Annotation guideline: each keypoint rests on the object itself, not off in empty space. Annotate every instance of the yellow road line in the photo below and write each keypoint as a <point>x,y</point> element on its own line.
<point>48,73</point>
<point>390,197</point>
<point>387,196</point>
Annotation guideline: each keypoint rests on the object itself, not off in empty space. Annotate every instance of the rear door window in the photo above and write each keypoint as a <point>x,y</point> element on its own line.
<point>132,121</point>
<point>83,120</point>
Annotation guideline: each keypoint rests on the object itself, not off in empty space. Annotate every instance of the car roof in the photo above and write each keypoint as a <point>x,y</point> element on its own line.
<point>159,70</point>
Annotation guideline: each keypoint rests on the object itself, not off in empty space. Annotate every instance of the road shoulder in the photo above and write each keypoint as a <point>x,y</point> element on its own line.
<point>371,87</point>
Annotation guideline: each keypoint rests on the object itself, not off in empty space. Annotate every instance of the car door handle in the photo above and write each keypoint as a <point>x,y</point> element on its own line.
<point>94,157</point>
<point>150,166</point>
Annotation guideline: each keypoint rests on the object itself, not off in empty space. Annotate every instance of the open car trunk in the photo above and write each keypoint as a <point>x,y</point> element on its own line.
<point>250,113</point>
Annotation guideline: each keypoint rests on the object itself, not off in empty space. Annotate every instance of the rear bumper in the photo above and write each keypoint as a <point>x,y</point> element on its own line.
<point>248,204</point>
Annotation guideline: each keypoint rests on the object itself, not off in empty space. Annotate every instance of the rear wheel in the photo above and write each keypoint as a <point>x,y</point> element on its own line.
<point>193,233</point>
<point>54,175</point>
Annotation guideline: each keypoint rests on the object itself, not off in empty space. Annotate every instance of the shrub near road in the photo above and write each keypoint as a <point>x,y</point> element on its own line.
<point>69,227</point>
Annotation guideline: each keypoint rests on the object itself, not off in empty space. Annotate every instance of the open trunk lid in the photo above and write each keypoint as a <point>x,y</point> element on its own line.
######
▶ _What to work on_:
The whole listing above is to be restated word for word.

▶ _Response to the task_:
Annotation guideline: each keypoint rests on the object itself, not off in empty space. Annotate every instance of the yellow road line in the photo below and write each keypoint as a <point>x,y</point> element on its own line.
<point>48,73</point>
<point>390,197</point>
<point>387,196</point>
Annotation guideline: each keypoint rests on the object itself, not off in empty space. Annotate every instance of the rear door window in the photo above and write each keypoint as a <point>x,y</point> element on its own line.
<point>132,121</point>
<point>83,120</point>
Annotation guideline: each keypoint rests on the object itself, not off in empty space. Annotate every instance of the car roof in the photo above and write each keypoint as a <point>x,y</point> element on its own line.
<point>159,70</point>
Annotation guideline: each keypoint rests on the object itself, not off in empty space. Annotate every instance of the road shoulder in the photo above and write each keypoint as a <point>x,y</point> element on its own line.
<point>371,87</point>
Annotation guideline: each keypoint rests on the object itself, not off in empty space. Annotate every instance of the car door handle in the photo above and write each keypoint as a <point>x,y</point> element on its own line.
<point>94,157</point>
<point>150,166</point>
Annotation guideline: each keypoint rests on the object itself, not off in empty space. Annotate every instance of the open car trunk in the photo above and write each keypoint as a <point>x,y</point> element on its own line.
<point>250,113</point>
Annotation guideline: each keypoint rests on the object itself, not off in empty space. Annotate every instance of the rear bumper in the photo above and write each keypoint as a <point>x,y</point> element on its own line.
<point>248,204</point>
Annotation guideline: each keypoint rests on the object itself, not off in empty space. Annotate every instance of the rear wheel in the photo above and write each keypoint as a <point>x,y</point> element on its own line.
<point>193,233</point>
<point>54,175</point>
Annotation guideline: each keypoint rests on the object itself, not off in empty space. Annotate every instance of the shrub near road in the photo above and write each keypoint as a <point>x,y</point> element on its own line.
<point>69,227</point>
Annotation guideline: each keypoint rests on the object itself, not off in empty space. Annotate every instance of the open trunk lid in the photo above and write each keypoint as a <point>x,y</point> element on its own line.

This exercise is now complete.